Exercise passage:
====================

2021’s global equity rally ran out of steam as the calendar turned.
U.S. stocks briefly entered official correction territory in January, down over 10%, but recovered some ground in the final week.
Acknowledgement of rising interest rates drove a reassessment of many companies with high valuations. Deleveraging from hedge funds and retail investors also played a role, as did geopolitical concerns regarding Russia. The decline was sharp and swift, which in our view is more characteristic of a typical correction than the end of a bull market.
Diversification Helped Buoy Portfolios
Diversification at the asset class level was rewarded. International stocks held up better overall. The US aggregate bond market fell 2%, which qualifies as a dramatic month in the fixed income world but was still mild compared to stocks. Bond yields on the shorter end of the curve have adjusted to compensate for a series of anticipated rate hikes. Within US stocks, breadth continues to narrow. Mega cap tech as a group performed similarly to the overall US market while much of the rest of the growth universe experienced sharp declines, as did many small cap stocks. Earnings overall have been strong, helping spur the late month recovery, but there has been low tolerance for misses. Several companies that have disappointed have seen large share price drops and this pattern has begun spreading to larger and larger stocks.

====================

Information provided:
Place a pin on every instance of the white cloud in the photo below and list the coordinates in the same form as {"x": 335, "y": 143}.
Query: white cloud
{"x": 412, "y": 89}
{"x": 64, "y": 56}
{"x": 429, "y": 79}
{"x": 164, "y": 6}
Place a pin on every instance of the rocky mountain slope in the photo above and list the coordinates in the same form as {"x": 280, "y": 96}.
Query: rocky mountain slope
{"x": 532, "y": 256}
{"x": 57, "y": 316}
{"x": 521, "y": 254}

====================

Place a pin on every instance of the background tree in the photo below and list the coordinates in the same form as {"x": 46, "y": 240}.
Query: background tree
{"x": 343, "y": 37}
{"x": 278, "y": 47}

====================

Tasks for this exercise:
a – Decide whether each statement agrees with the market commentary, answering yes or no and quoting the words of the commentary that decide it. (i) At one point in January, U.S. stocks were down more than 10%. (ii) The US aggregate bond market fell by more than stocks did. (iii) Mega cap tech as a group did far worse than the overall US market.
b – Resume the market commentary after its final sentence.

Answers to the tasks:
a –
(i) Yes: "U.S. stocks briefly entered official correction territory in January, down over 10%"
(ii) No: "The US aggregate bond market fell 2%, which qualifies as a dramatic month in the fixed income world but was still mild compared to stocks."
(iii) No: "Mega cap tech as a group performed similarly to the overall US market"

b –
COVID Presents Continued Investment Risk
Omicron continues to drive record numbers of Covid cases and more deaths than many appreciate. In areas where the variant spread early, case rates are already in rapid decline, but much of the world is still on the upswing. Covid fatigue has many nations and states reducing restrictions and it is likely the economic impact will continue to wane. Despite this growth driver, we suspect many investors are now largely ignoring Covid and some may be anticipating benefits as restrictions are lifted, suggesting Covid may present more of a risk than an opportunity.